> **What to produce**
The required output is the lines below from the line containing "column 328, row 206" to the line containing "column 88, row 305", inclusive, retyped exactly. No other lines belong in it.

>>>

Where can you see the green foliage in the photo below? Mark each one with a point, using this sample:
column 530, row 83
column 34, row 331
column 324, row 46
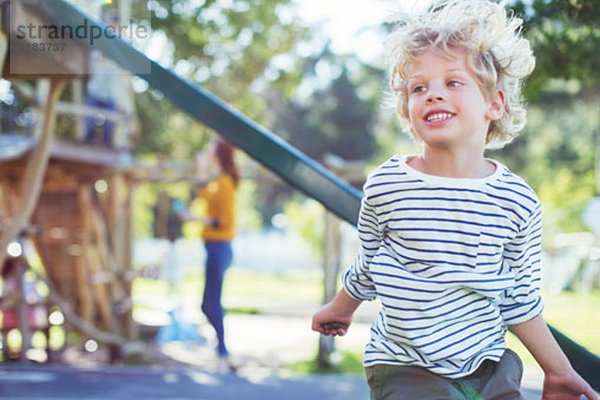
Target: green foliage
column 308, row 219
column 334, row 119
column 565, row 35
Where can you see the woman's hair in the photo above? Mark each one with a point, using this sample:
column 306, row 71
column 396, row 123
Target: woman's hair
column 497, row 53
column 224, row 153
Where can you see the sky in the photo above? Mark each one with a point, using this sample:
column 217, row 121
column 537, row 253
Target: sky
column 352, row 25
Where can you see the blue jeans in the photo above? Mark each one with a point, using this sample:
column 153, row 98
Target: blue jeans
column 218, row 258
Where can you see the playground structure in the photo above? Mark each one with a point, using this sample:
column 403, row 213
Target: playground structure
column 276, row 155
column 71, row 201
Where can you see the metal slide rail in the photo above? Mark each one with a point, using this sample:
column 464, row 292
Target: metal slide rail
column 275, row 154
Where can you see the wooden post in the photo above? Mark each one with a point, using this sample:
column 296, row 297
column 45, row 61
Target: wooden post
column 36, row 168
column 80, row 121
column 129, row 326
column 331, row 267
column 86, row 305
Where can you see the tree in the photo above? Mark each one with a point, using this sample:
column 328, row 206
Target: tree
column 228, row 48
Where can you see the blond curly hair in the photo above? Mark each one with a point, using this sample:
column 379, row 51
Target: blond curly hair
column 497, row 53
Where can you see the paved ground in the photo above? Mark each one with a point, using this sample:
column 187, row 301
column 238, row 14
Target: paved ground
column 265, row 347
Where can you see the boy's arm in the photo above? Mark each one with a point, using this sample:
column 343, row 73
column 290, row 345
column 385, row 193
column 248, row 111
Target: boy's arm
column 334, row 318
column 561, row 382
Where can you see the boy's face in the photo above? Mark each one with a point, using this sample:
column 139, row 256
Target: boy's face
column 446, row 106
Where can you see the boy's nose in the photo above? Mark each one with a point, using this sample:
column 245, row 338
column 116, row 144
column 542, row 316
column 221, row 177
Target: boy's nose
column 434, row 96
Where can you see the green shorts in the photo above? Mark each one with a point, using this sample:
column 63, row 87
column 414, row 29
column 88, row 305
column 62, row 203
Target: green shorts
column 492, row 380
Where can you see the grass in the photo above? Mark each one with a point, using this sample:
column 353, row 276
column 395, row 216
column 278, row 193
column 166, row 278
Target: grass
column 577, row 315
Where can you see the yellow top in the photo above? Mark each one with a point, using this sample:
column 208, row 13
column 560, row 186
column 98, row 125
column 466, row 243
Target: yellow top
column 220, row 198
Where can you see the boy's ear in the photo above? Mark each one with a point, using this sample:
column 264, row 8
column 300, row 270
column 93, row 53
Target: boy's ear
column 497, row 106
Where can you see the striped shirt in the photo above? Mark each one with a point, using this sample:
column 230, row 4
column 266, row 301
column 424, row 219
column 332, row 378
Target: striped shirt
column 453, row 261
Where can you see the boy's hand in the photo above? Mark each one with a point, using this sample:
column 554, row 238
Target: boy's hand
column 334, row 328
column 334, row 318
column 566, row 387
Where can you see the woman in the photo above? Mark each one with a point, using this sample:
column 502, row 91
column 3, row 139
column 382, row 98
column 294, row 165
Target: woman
column 219, row 230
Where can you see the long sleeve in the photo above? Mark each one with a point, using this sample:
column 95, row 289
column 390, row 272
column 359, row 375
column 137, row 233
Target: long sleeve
column 357, row 279
column 522, row 257
column 220, row 198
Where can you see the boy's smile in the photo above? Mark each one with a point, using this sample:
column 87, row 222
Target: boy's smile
column 446, row 106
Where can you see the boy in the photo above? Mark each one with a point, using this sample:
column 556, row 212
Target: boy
column 450, row 240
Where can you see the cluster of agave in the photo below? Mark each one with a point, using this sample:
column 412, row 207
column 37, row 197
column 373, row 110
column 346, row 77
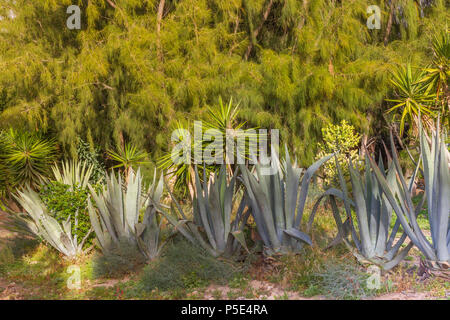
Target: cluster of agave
column 376, row 194
column 39, row 222
column 276, row 202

<<<

> **Completed exercise**
column 328, row 206
Target: tree
column 228, row 48
Where can you see the blond curly hair in the photo above? Mark each one with a point, using this sample:
column 379, row 51
Target: blond curly hair
column 497, row 53
Where can you see the paved ground in the photo above? Mark each one with a point, using this sample:
column 187, row 301
column 238, row 14
Target: paved ground
column 265, row 347
Where can you see the boy's arm in the photo above? Mark each one with a point, using this sample:
column 343, row 73
column 290, row 345
column 385, row 193
column 248, row 111
Target: boy's arm
column 334, row 318
column 561, row 382
Where can you see the boy's face in the photo above? Mark each one with a point, using this sample:
column 139, row 256
Target: boy's face
column 446, row 106
Where can you see the boy's nose in the photo above? Mark each one with a point, using this sample:
column 245, row 338
column 116, row 144
column 542, row 316
column 221, row 177
Target: boy's nose
column 434, row 96
Where can you see the green shorts in the photo above? Mark each one with a point, using this sample:
column 63, row 87
column 414, row 29
column 88, row 305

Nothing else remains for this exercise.